作業指示 1 — 苦情客への対応についての文章では、「支払いをする」との電話が山川さんに入るまで、電話攻勢はどれくらい続いたとされているか。
作業指示 2 — 苦情客への対応についての文章を、最後の文の後から書き継ぐこと。

提示文 —

⑥昨日電話をしてきた奴をここに連れて来い。
要約すると以上だが、実際には話が行ったり来たり、時に激昂したりで大変だった事は言うまでもない。
頭を垂れ、時に大きく頷き、時に同情を寄せる表情をしながら、ただただお伺いに徹したのであるが、さて、これからどうしたものか?
「連れてこい」とおっしゃる電話主についてはお休みだし、明日以降も引き合わせるのも電話させるのもやめたほうがよさそうだ。
つまり、この場を収めるには私がこの件について(すごくイヤだけど)引き取るしかない。
なので、「今後については私が対応させていただく」と言う事で、今日のところはご勘弁いただきたい旨をお伝えする。
それでも、暫くは電話主に対して悪態をついていたが、さんざん怒鳴られたので少しは気が済んだのかもしれない。
その日は、それでお帰りになった。
そして、その翌日、電話主のマネジャーに事情を聞いたところ「だって、払ってくれないんだもん」とあっけらかん。
きっと、こんな軽い調子で支払い請求の電話をしたのだろう。
「あとは私が引き続きやりますから」と言うしかなかった。
それからは、毎日開店と同時にその方からの電話攻勢である。
電話をしてきては、まず山川さんを呼び出し、そして「あの女を出せ!」と迫る。
その都度、私が電話を代わりなんとか取り成すのだが、最初のご来店の時も少々お酒が入ってる様子だったが、電話をかけてこられるときは思い切り酔っ払ってらっしゃる。
しかも、朝っぱらから。
で、半分以上何をおっしゃられてるのかわからない。
そんな会話に付き合わないといけない散々な日々が続くのであった。
そんなこんなで電話攻勢が10日間程度続いただろうか。
やっと、「支払いをする」との電話が山川さんに入る。
それはそれで有り難いのだが、「自宅に集金に来い」とのお達しがあったとのこと。
聞けば、自宅集金などこれまで一度もなかったらしく「事務所に来い」よりましかもしれないが「自宅に来い」もなんか危うい。

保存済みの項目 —
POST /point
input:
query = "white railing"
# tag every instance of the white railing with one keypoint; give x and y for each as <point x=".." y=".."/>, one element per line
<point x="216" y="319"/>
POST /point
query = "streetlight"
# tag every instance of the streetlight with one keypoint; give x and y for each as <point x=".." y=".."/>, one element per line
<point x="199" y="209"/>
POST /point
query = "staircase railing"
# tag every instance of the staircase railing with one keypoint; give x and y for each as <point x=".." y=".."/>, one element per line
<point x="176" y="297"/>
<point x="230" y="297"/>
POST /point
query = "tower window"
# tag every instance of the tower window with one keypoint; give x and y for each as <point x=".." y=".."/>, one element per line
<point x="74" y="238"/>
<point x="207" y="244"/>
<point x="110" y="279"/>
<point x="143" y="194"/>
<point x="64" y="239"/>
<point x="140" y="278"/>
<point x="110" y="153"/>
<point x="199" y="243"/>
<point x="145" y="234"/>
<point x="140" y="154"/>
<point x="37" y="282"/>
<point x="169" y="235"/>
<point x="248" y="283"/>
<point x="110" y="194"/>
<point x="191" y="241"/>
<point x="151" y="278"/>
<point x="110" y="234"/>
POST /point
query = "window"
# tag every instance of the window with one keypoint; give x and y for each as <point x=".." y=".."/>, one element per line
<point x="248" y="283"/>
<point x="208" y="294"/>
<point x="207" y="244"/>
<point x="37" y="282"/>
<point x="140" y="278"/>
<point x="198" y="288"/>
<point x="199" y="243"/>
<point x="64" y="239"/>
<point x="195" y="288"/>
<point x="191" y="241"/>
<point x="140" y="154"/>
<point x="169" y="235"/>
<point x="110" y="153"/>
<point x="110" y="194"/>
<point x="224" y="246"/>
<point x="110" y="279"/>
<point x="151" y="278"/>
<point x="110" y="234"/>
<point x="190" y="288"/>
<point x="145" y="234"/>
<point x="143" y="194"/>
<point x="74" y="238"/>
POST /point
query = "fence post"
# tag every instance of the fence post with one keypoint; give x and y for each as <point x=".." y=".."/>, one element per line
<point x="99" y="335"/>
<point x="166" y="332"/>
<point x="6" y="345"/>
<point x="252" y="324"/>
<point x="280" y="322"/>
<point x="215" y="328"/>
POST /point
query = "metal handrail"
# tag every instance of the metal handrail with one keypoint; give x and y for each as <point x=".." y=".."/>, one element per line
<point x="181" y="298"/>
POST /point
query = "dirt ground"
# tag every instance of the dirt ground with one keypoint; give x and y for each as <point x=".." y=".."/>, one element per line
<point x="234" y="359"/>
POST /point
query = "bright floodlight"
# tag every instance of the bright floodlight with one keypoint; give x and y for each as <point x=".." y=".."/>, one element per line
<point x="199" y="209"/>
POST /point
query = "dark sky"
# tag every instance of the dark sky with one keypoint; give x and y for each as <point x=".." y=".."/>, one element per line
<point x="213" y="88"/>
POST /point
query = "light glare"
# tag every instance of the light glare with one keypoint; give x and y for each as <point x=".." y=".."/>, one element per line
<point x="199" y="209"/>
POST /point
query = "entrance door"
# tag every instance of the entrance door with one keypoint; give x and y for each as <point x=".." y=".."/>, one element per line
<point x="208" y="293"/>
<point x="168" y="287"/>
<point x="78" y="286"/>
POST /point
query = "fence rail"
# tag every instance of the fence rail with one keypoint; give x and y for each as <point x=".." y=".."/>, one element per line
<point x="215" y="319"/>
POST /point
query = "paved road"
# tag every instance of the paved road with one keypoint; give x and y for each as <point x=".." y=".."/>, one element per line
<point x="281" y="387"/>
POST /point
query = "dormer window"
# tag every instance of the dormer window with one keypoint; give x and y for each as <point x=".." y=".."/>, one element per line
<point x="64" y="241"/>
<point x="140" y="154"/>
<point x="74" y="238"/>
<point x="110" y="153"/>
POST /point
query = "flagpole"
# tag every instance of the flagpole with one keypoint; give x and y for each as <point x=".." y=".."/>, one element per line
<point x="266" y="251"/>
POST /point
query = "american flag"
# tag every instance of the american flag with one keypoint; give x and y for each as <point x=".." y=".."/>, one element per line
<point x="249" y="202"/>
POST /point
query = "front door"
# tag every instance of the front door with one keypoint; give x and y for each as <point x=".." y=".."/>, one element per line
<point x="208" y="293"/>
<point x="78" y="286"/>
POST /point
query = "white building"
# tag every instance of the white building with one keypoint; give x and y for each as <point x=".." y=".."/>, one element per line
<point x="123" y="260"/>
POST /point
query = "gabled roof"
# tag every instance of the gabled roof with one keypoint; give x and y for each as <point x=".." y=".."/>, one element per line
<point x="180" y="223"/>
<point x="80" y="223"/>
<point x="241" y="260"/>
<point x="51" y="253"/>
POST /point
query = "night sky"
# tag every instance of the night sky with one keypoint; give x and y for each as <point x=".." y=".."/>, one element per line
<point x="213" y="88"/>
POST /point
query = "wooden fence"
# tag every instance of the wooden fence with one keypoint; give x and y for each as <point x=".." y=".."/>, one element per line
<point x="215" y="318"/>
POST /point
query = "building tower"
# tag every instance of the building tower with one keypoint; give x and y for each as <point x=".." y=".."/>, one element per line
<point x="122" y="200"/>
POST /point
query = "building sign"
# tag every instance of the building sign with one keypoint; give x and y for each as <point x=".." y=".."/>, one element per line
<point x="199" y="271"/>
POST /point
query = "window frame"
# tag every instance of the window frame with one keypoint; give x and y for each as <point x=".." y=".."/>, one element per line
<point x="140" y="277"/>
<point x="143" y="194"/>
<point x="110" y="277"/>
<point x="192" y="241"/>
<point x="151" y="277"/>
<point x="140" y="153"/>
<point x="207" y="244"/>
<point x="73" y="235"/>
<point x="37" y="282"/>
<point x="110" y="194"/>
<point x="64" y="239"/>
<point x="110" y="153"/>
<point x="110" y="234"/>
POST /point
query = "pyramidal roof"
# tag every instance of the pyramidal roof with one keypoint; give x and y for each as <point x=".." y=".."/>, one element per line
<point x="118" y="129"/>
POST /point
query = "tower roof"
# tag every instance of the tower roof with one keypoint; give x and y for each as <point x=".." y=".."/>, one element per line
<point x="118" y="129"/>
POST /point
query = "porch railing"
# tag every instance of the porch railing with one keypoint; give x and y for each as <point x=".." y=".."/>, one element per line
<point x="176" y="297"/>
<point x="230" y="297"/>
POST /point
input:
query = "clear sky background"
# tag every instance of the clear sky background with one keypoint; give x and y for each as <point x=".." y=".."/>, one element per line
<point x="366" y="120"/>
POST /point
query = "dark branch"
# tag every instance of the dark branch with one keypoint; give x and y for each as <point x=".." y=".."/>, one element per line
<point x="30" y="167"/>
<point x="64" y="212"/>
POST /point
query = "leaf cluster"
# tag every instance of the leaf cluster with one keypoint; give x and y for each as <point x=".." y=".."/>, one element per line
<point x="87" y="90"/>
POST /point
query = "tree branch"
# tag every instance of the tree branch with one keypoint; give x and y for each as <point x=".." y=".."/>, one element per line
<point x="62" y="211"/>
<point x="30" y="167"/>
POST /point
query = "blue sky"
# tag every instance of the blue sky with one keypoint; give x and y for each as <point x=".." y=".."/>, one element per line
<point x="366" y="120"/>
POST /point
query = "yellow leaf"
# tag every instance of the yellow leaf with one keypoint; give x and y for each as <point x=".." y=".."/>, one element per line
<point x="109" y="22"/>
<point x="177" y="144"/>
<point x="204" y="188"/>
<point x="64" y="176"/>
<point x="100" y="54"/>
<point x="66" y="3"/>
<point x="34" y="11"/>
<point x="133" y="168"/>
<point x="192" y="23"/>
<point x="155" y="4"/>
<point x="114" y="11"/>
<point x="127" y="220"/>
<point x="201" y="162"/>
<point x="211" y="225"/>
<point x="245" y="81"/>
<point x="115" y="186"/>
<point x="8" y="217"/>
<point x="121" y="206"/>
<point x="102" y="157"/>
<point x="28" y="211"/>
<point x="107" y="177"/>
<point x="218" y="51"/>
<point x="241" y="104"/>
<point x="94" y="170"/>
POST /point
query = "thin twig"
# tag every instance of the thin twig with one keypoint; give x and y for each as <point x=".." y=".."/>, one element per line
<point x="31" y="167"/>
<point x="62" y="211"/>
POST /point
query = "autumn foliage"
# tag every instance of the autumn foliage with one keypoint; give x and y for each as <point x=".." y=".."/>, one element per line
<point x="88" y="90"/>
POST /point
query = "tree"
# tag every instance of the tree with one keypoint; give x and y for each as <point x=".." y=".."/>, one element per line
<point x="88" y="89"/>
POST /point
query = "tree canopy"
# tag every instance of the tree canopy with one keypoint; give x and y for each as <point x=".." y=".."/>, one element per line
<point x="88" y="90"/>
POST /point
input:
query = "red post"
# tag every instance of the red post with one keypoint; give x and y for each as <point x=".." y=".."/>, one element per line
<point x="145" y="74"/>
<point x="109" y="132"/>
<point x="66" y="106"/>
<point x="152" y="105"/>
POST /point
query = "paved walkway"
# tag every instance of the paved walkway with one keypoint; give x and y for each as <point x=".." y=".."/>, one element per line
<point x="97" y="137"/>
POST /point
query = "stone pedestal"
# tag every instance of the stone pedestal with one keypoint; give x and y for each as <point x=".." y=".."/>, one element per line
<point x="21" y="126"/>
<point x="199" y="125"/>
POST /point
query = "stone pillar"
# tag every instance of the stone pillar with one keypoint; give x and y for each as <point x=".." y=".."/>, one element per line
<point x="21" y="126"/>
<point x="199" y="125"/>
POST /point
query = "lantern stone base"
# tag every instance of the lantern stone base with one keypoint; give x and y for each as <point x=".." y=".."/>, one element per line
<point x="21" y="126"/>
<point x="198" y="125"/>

期待される出力 1 — 10日間程度。

期待される出力 2 —
となると、派遣販売員である山川さんひとりで行かせるわけにはいかない。
私も一緒に自宅へお伺いすることにしたのである。
さて、顧客宅にお伺いする当日がやって来た。
その前日の憂鬱なこと憂鬱なこと。
この憂鬱さは広島店で同業者の方から「明日行くけぇ待っとけ」と電話で言われれたて対応をした時以来だ。
顧客のご自宅は巣鴨商店街の近く。
おのぼりさんの私にとって、お江戸観光スポットの優先順位としてはずっと後の後。
と言うか、こんな事でもなければ巣鴨商店街見物などすることもなかっただろう。
なので「これはこれで良かった事にしよう」と思うことにした。
とは言いながら、実際は用件が済むまではのんびり商店街をブラつく余裕などあるはずもなく、刺抜き地蔵さんも横目でチラッと見ただけだ。
顧客との約束時間に余裕を持って派遣の山川さんと共にお店を出たが、まずは事前に顧客宅を確認することが先決。
その確認は早すぎて早すぎることはない。
一目散に顧客宅を目指す。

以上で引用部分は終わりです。